SHORT EXERCISE: Transcribe the records exactly. Pictures do not belong in the transcription.

Collected data entries:

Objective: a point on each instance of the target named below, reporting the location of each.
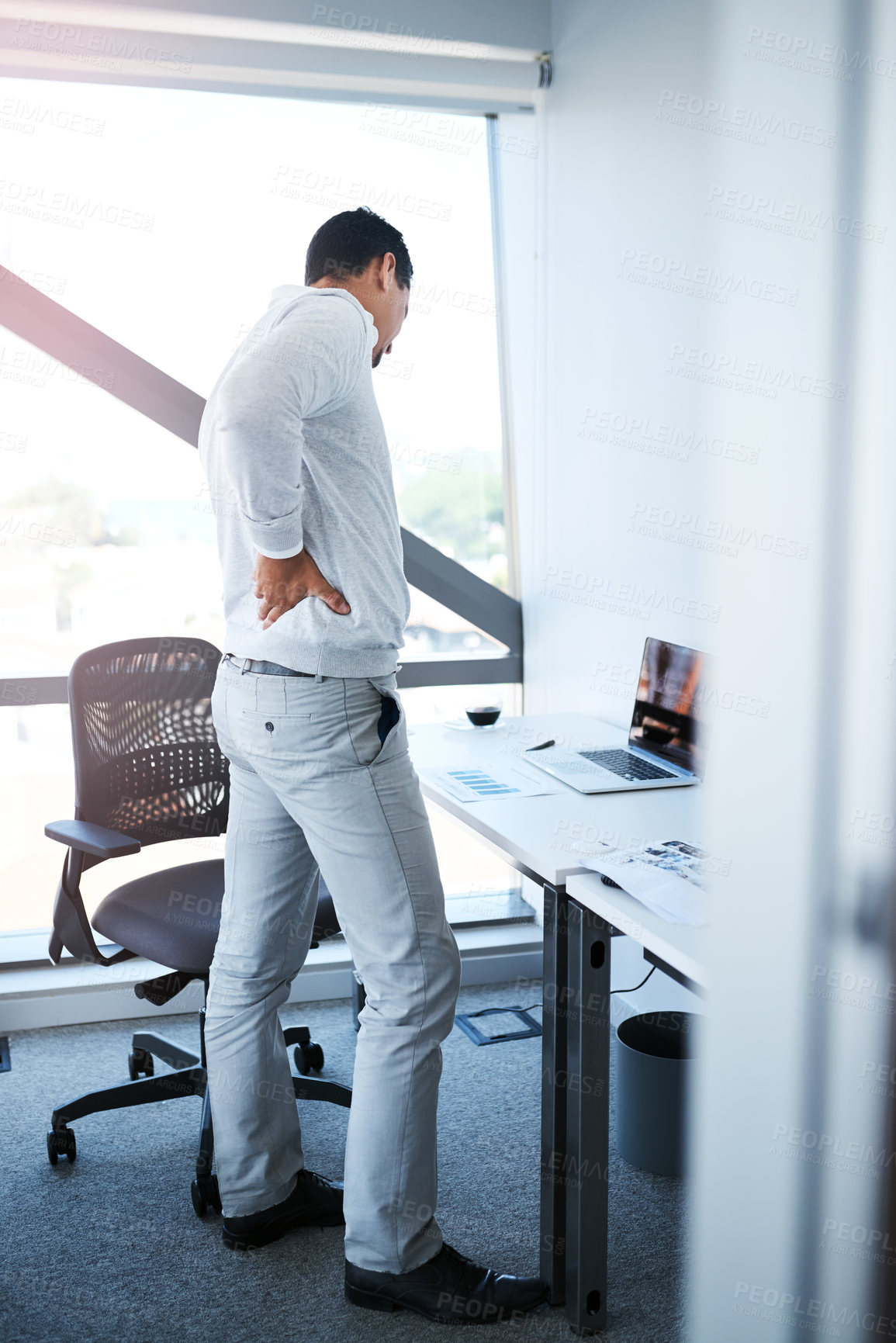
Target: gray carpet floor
(109, 1248)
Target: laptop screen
(666, 718)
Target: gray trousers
(315, 787)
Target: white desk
(675, 946)
(540, 837)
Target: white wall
(683, 444)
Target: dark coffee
(484, 715)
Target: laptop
(666, 740)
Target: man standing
(308, 715)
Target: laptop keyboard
(628, 766)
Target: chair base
(189, 1078)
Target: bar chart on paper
(475, 784)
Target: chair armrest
(93, 839)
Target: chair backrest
(147, 758)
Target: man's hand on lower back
(281, 584)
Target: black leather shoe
(313, 1203)
(448, 1288)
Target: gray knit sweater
(296, 455)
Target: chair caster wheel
(61, 1142)
(308, 1056)
(205, 1194)
(140, 1061)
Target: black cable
(635, 988)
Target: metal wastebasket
(653, 1071)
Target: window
(165, 218)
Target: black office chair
(148, 768)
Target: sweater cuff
(280, 555)
(277, 540)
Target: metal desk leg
(587, 1119)
(554, 1098)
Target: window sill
(74, 994)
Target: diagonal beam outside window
(73, 341)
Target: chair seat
(168, 916)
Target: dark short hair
(347, 244)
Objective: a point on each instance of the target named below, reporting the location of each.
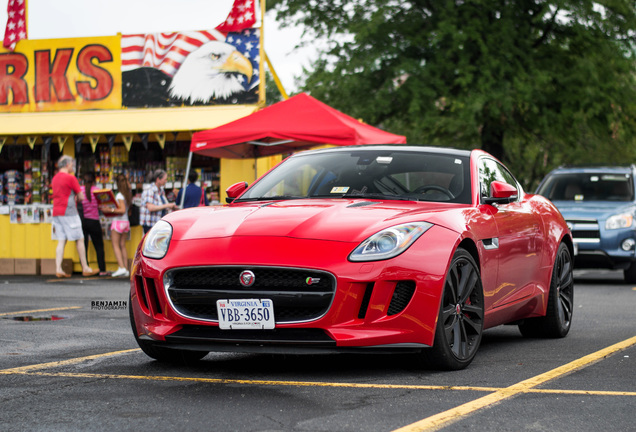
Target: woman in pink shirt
(90, 222)
(66, 222)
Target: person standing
(90, 222)
(66, 222)
(194, 194)
(120, 226)
(154, 202)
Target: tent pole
(185, 180)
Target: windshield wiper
(272, 198)
(375, 196)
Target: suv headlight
(623, 220)
(389, 242)
(157, 240)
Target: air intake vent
(402, 295)
(365, 301)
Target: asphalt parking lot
(68, 361)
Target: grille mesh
(298, 294)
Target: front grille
(298, 295)
(584, 230)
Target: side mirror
(234, 191)
(501, 193)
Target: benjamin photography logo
(109, 305)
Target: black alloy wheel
(461, 316)
(558, 319)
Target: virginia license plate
(245, 314)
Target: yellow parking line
(23, 369)
(314, 384)
(40, 310)
(442, 419)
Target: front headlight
(389, 242)
(619, 221)
(157, 240)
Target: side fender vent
(365, 301)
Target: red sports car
(357, 249)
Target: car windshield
(380, 174)
(588, 187)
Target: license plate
(245, 314)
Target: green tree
(534, 82)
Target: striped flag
(163, 51)
(16, 23)
(242, 16)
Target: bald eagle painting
(213, 72)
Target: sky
(52, 19)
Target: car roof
(393, 147)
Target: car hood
(592, 209)
(337, 220)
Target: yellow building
(115, 108)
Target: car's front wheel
(165, 355)
(461, 316)
(558, 319)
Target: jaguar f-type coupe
(363, 249)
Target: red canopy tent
(297, 123)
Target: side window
(490, 171)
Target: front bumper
(387, 305)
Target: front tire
(461, 316)
(558, 319)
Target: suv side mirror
(234, 191)
(501, 193)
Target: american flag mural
(190, 68)
(16, 23)
(208, 67)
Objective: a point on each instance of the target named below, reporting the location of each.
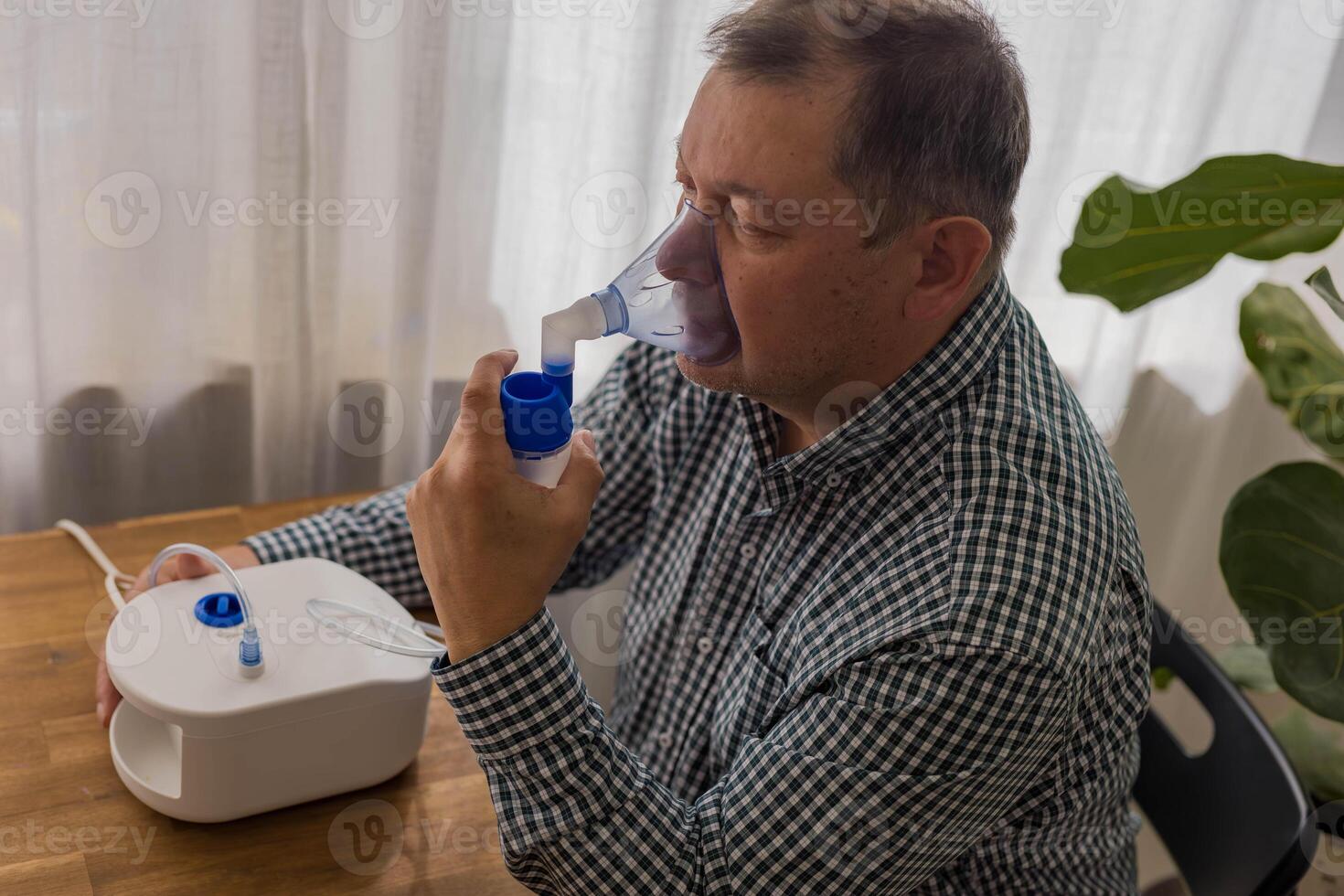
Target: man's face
(809, 300)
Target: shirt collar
(937, 378)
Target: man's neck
(800, 429)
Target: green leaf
(1301, 366)
(1315, 753)
(1135, 243)
(1324, 286)
(1247, 667)
(1283, 558)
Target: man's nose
(687, 254)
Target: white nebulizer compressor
(289, 681)
(262, 688)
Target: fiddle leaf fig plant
(1281, 547)
(1136, 243)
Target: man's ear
(953, 251)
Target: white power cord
(117, 581)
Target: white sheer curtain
(472, 165)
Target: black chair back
(1235, 818)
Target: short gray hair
(937, 121)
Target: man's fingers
(192, 567)
(480, 426)
(582, 475)
(105, 695)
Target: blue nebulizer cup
(672, 294)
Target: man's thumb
(192, 567)
(583, 472)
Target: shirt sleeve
(886, 773)
(374, 539)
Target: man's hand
(489, 543)
(185, 566)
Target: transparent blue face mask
(672, 294)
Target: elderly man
(889, 623)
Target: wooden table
(68, 825)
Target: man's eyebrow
(731, 187)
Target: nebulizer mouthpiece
(672, 294)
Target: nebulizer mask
(672, 294)
(269, 686)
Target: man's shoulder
(1041, 546)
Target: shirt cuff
(517, 692)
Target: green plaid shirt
(912, 657)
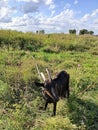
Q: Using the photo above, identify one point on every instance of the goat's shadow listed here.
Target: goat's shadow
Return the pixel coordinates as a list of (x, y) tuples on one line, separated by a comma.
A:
[(83, 112)]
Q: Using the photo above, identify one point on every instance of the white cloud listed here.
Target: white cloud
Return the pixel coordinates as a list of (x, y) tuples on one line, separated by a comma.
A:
[(67, 6), (29, 7)]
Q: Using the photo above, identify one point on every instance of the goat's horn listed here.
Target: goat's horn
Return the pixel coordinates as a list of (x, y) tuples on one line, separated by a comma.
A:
[(49, 76)]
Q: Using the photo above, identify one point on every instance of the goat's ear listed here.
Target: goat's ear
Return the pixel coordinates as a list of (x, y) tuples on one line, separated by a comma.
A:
[(39, 84)]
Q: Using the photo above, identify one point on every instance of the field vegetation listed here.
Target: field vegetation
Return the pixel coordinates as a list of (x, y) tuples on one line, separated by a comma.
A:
[(21, 101)]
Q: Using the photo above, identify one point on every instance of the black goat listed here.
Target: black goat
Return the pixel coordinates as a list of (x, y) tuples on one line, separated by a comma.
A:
[(54, 88)]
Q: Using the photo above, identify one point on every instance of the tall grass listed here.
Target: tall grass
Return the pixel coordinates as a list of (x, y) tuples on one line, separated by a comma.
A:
[(21, 101)]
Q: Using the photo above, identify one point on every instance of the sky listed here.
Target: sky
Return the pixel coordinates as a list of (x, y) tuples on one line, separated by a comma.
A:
[(52, 16)]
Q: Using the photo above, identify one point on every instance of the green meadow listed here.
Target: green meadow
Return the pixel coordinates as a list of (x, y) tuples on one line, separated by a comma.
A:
[(21, 102)]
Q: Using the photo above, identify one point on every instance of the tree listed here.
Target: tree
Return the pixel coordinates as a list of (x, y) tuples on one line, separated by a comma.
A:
[(72, 31)]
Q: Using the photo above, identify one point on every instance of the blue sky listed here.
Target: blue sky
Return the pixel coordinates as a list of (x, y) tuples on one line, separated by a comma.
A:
[(54, 16)]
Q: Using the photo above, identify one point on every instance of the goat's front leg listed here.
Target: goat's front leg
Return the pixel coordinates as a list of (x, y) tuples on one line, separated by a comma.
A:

ANSWER TO THIS TASK:
Objective: a point on each instance of the target named below, reporting the location of each.
Target: gray carpet floor
(109, 1248)
Target: laptop screen
(666, 718)
Target: gray trousers
(315, 787)
Target: white desk
(675, 946)
(540, 837)
Target: white wall
(683, 444)
Target: dark coffee
(484, 715)
Target: laptop
(666, 740)
Target: man standing
(308, 715)
Target: laptop keyboard
(628, 766)
Target: chair base
(189, 1078)
Target: bar chart on paper
(475, 784)
Target: chair armrest
(93, 839)
Target: chair backrest
(147, 758)
Target: man's hand on lower back
(281, 584)
Target: black leather shoe
(313, 1203)
(448, 1288)
Target: gray knit sweater
(296, 455)
Target: chair caster wheel
(61, 1142)
(308, 1056)
(205, 1194)
(140, 1061)
Target: black cable
(635, 988)
Target: metal wastebasket
(653, 1071)
Target: window
(165, 218)
Target: black office chair
(148, 768)
Target: sweater cuff
(280, 555)
(277, 540)
Target: metal desk leg
(587, 1119)
(554, 1098)
Target: window sill
(74, 994)
Target: diagonal beam outside window
(73, 341)
Target: chair seat
(168, 916)
Target: dark short hair
(347, 244)
Objective: a point on each instance of the target named below, reporting the location of each.
Target: woman in pink shirt
(90, 222)
(66, 222)
Target: person standing
(90, 222)
(66, 222)
(194, 194)
(120, 226)
(154, 202)
Target: tent pole
(185, 180)
Target: windshield wiper
(272, 198)
(375, 196)
Target: suv headlight
(623, 220)
(389, 242)
(157, 240)
Target: air intake vent
(402, 295)
(365, 301)
Target: asphalt parking lot
(68, 361)
Target: grille mesh
(298, 294)
Target: front grille
(298, 295)
(584, 230)
Target: side mirror
(234, 191)
(501, 193)
Target: benjamin photography logo
(109, 305)
Target: black alloy wheel
(461, 316)
(558, 319)
Target: virginia license plate
(245, 314)
Target: yellow parking line
(23, 369)
(314, 384)
(40, 310)
(442, 419)
Target: front headlight
(389, 242)
(619, 221)
(157, 240)
Target: side fender vent
(365, 301)
Target: red sports car
(357, 249)
Target: car windshield
(380, 174)
(588, 187)
Target: license plate
(245, 314)
Target: green tree
(534, 82)
Target: striped flag
(163, 51)
(16, 23)
(242, 16)
Target: bald eagle painting
(213, 72)
Target: sky
(52, 19)
Target: car roof
(393, 147)
Target: car hood
(592, 209)
(337, 220)
Target: yellow building
(115, 108)
Target: car's front wheel
(165, 355)
(461, 316)
(558, 319)
Target: jaguar f-type coupe
(363, 249)
Target: red canopy tent
(297, 123)
Target: side window
(490, 171)
Target: front bumper
(387, 305)
Target: front tire
(461, 316)
(558, 319)
Target: suv side mirror
(234, 191)
(501, 193)
Target: american flag mural
(190, 68)
(16, 23)
(208, 67)
Objective: a point on each instance of the target named below, reporting the location of each.
Target: man's face
(809, 300)
Target: shirt collar
(937, 378)
Target: man's neck
(800, 429)
Target: green leaf
(1301, 366)
(1315, 753)
(1135, 243)
(1324, 286)
(1247, 667)
(1283, 558)
Target: man's nose
(687, 254)
Target: white nebulizer compressor
(289, 681)
(262, 688)
Target: fiddle leaf fig plant
(1281, 547)
(1136, 243)
Target: man's ear
(953, 251)
Target: white power cord
(117, 581)
Target: white sheer curtain
(472, 165)
Target: black chair back
(1235, 818)
Target: short gray hair
(937, 121)
Target: man's fingers
(192, 567)
(480, 426)
(582, 475)
(105, 695)
Target: blue nebulizer cup
(672, 294)
Target: man's thumb
(192, 567)
(583, 472)
Target: shirt sleeve
(886, 773)
(374, 539)
Target: man's hand
(489, 543)
(185, 566)
Target: transparent blue face mask
(672, 294)
Target: elderly man
(889, 623)
Target: wooden table
(68, 825)
Target: man's eyebrow
(731, 187)
Target: nebulizer mouthpiece
(672, 294)
Target: nebulizer mask
(672, 294)
(269, 686)
Target: man's shoulder
(1041, 546)
Target: shirt cuff
(517, 692)
Target: green plaid shirt
(912, 657)
Q: Using the photo above, identify one point on every instance of the goat's shadow listed here.
Target: goat's shadow
Return the pixel coordinates as a list of (x, y) tuples on one line, separated by a comma.
A:
[(83, 112)]
Q: Using the photo above, identify one point on every instance of the white cloud listed here.
Target: white cloud
Return the pixel coordinates as a list of (x, y) tuples on one line, separated by a comma.
A:
[(67, 6), (29, 7)]
Q: Using the photo above, identify one point on every instance of the goat's horn listed here.
Target: goat's horn
Return the pixel coordinates as a list of (x, y) tuples on one line, separated by a comma.
A:
[(49, 76)]
Q: Using the photo above, identify one point on every instance of the goat's ear listed here.
Target: goat's ear
Return the pixel coordinates as a list of (x, y) tuples on one line, separated by a comma.
A:
[(39, 84)]
Q: Using the photo above, identify one point on every instance of the field vegetation listed here.
Target: field vegetation
Return the pixel coordinates as a list of (x, y) tuples on one line, separated by a comma.
A:
[(21, 101)]
Q: Using the photo above, identify one point on every instance of the black goat listed here.
Target: black goat
Return the pixel coordinates as a list of (x, y) tuples on one line, separated by a comma.
A:
[(54, 88)]
Q: Using the photo above, identify one point on every instance of the tall grass listed here.
Target: tall grass
Return the pixel coordinates as a list of (x, y) tuples on one line, separated by a comma.
A:
[(21, 101)]
Q: Using the photo above, identify one point on every instance of the sky listed here.
Target: sky
Return the pixel coordinates as a list of (x, y) tuples on one line, separated by a comma.
A:
[(52, 16)]
Q: Using the photo above, identify one point on every instance of the green meadow listed here.
Target: green meadow
Return the pixel coordinates as a list of (x, y) tuples on one line, separated by a comma.
A:
[(21, 102)]
Q: Using the photo above, identify one point on every instance of the tree listed here.
Target: tree
Return the pixel coordinates as a list of (x, y) tuples on one line, separated by a comma.
A:
[(72, 31)]
Q: Using the photo above, identify one point on every instance of the blue sky listed here.
Target: blue sky
Return the pixel coordinates as a list of (x, y) tuples on one line, separated by a comma.
A:
[(54, 16)]
Q: Using the photo above, identify one point on every instance of the goat's front leg listed here.
Target: goat's front leg
Return the pixel coordinates as a list of (x, y) tuples on one line, separated by a comma.
A:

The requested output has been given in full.